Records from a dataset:
****************************************

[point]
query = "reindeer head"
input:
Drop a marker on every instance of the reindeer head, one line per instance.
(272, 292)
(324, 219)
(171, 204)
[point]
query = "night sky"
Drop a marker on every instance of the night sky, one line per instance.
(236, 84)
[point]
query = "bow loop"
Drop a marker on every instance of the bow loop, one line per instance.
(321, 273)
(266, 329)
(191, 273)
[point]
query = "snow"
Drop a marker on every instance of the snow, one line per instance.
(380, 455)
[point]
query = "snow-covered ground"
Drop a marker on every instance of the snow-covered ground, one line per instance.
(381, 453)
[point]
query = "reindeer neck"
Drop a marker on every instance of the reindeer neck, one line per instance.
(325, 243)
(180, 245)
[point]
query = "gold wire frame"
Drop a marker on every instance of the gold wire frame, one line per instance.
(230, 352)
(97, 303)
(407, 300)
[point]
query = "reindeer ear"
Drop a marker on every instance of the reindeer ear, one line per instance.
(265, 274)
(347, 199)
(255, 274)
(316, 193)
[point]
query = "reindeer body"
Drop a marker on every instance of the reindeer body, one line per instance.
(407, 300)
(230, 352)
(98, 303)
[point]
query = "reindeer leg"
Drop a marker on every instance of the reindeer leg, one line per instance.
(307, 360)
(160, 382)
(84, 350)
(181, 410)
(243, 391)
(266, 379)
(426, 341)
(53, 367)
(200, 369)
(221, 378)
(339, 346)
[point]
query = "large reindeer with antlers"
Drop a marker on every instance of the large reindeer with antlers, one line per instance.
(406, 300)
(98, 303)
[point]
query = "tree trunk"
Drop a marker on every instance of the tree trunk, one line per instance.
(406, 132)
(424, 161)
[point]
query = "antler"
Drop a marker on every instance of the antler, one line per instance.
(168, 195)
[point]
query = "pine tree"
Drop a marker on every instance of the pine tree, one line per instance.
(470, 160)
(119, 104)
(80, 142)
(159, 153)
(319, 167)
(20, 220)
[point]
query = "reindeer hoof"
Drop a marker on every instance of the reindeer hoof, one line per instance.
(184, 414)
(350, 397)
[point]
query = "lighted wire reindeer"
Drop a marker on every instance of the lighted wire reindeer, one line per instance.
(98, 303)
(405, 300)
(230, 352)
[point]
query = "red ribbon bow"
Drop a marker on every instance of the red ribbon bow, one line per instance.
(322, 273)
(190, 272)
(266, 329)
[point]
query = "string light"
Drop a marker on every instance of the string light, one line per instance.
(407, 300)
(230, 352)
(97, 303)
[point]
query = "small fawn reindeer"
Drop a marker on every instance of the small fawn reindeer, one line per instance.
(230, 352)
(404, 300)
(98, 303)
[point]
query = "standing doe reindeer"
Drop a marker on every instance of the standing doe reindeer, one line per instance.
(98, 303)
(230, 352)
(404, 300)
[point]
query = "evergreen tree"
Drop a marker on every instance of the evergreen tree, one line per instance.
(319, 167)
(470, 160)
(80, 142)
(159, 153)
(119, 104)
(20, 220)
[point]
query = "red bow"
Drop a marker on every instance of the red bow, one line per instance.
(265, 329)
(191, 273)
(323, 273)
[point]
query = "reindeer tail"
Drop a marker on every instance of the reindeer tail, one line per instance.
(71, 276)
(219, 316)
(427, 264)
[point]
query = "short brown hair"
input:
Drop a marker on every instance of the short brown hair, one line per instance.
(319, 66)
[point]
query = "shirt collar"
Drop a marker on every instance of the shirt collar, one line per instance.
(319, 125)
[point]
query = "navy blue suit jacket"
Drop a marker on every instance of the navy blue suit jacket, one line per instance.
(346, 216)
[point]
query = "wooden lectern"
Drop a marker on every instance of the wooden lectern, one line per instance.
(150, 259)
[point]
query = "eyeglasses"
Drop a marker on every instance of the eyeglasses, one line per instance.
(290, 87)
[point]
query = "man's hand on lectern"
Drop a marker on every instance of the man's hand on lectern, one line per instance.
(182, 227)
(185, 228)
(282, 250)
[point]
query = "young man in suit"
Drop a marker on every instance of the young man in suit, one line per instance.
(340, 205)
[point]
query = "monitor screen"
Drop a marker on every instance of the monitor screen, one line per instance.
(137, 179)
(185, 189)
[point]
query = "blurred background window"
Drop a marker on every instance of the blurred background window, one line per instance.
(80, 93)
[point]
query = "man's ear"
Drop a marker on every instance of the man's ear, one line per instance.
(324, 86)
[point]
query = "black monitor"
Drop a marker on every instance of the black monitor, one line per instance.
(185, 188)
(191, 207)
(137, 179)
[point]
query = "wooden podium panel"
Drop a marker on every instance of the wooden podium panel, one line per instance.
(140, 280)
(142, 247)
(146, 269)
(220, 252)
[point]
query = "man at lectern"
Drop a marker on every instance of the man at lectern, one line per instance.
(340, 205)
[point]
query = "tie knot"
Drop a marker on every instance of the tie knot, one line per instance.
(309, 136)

****************************************

▶ **REQUIREMENT**
Take the entries above and transcribe them in full.

▶ **SOLUTION FOR THIS PROBLEM**
[point]
query = "reindeer head"
input:
Drop a marker on every instance of the reindeer head, one line per instance.
(272, 292)
(324, 219)
(171, 204)
[point]
query = "night sky"
Drop a marker on every instance of the night sky, one line per instance.
(236, 84)
[point]
query = "bow loop"
Drop a marker on every instance of the bow loop, one line per instance.
(321, 273)
(266, 329)
(191, 273)
[point]
query = "snow"
Drop a marker on every instance of the snow, one line per instance.
(380, 455)
[point]
query = "snow-covered ground"
Drop a marker on every instance of the snow-covered ground, one line per instance.
(381, 453)
[point]
query = "reindeer neck"
Drop a marker on every instance of the reindeer neck, one line per instance.
(325, 243)
(180, 245)
[point]
query = "gold wire frame"
Drop a marker on every instance of the gold wire frame, one line per instance.
(230, 352)
(97, 303)
(407, 300)
[point]
query = "reindeer ear"
Drop a marker on every instance of the reindeer ear, one line per instance.
(265, 274)
(347, 199)
(255, 274)
(316, 193)
[point]
query = "reindeer body"
Drop a marker on every instance of the reindeer body, one line per instance.
(407, 300)
(230, 352)
(98, 303)
[point]
query = "reindeer leg"
Drop a marker on every instance of the reindeer leg, one line per instance.
(307, 360)
(160, 382)
(84, 350)
(181, 410)
(243, 391)
(266, 379)
(426, 341)
(53, 367)
(200, 369)
(221, 378)
(339, 346)
[point]
query = "large reindeer with antlers"
Drop a marker on every instance of the large reindeer with antlers, one line per instance.
(406, 300)
(98, 303)
[point]
query = "tree trunk"
Drop a marker on every instance of the tree trunk, one line per instance.
(406, 132)
(424, 161)
[point]
query = "antler"
Drop a marker on every instance of the antler, one line per instance.
(168, 195)
[point]
query = "pine tree"
Drop a marker on every instance of the pine tree, one line per instance.
(470, 160)
(119, 104)
(80, 142)
(159, 153)
(319, 167)
(20, 220)
[point]
query = "reindeer hoof"
Drop a marker on every instance of the reindeer hoof, one line per instance.
(184, 414)
(350, 397)
[point]
query = "lighted wire reindeer"
Drop a marker on every instance of the lighted wire reindeer, one line per instance.
(98, 303)
(405, 300)
(230, 352)
[point]
query = "red ribbon bow"
Drop a marker on every instance of the red ribbon bow, one line per instance.
(322, 273)
(190, 272)
(266, 329)
[point]
query = "string light"
Drop a marker on every instance of the string light, one line per instance.
(407, 300)
(230, 352)
(97, 303)
[point]
query = "small fawn reindeer"
Drop a marker on every instance of the small fawn reindeer, one line per instance.
(230, 352)
(404, 300)
(98, 303)
[point]
query = "standing doe reindeer"
Drop a marker on every instance of the standing doe reindeer, one line per instance.
(98, 303)
(230, 352)
(404, 300)
[point]
query = "evergreen tree"
Drop a marker on every instance of the evergreen tree, one line per instance.
(319, 167)
(470, 160)
(80, 142)
(159, 153)
(119, 104)
(20, 220)
[point]
query = "red bow"
Drop a marker on every instance of the red bow, one line per instance.
(265, 329)
(191, 273)
(323, 273)
[point]
query = "reindeer tail"
Drop a marker on every instance of the reindeer tail, one line per instance.
(71, 276)
(219, 316)
(427, 264)
[point]
query = "short brown hair"
input:
Drop a marker on every instance of the short brown hair, one line per instance.
(319, 66)
[point]
query = "shirt collar"
Drop a marker on every instance of the shirt collar, one line per instance.
(319, 125)
[point]
query = "navy blue suit jacket"
Drop a marker on every instance of the navy blue suit jacket, one line per instance.
(346, 216)
[point]
query = "wooden lectern"
Drop a marker on every instance of the wooden lectern, one line per instance.
(150, 259)
[point]
query = "eyeglasses"
Drop a marker on every instance of the eyeglasses, one line per instance.
(290, 87)
[point]
query = "man's hand on lectern"
Drop a marker on every instance of the man's hand on lectern, one line per instance.
(182, 227)
(185, 228)
(282, 250)
[point]
query = "young man in suit"
Drop a marker on every instance of the young man in suit, one line per instance.
(340, 205)
[point]
query = "monitor screen"
Drop a marker on every instance of the monitor screen, one line per instance.
(137, 179)
(185, 189)
[point]
query = "blurred background window"
Drop a marker on every instance of the blurred background window, one line per instance.
(80, 93)
[point]
query = "man's ear"
Drop a marker on every instance of the man's ear, one line per instance.
(324, 86)
[point]
query = "black monitor"
Drop a marker on every instance of the black monitor, one line per instance.
(185, 188)
(191, 207)
(137, 179)
[point]
query = "wooden podium panel"
Drop a marker on every instance of the wooden podium panel, one line per instance.
(140, 280)
(142, 247)
(146, 269)
(220, 252)
[point]
query = "man at lectern"
Drop a marker on every instance of the man at lectern, one line per instance.
(340, 205)
[point]
query = "tie knot"
Drop a marker on every instance of the tie knot, one line per instance.
(309, 136)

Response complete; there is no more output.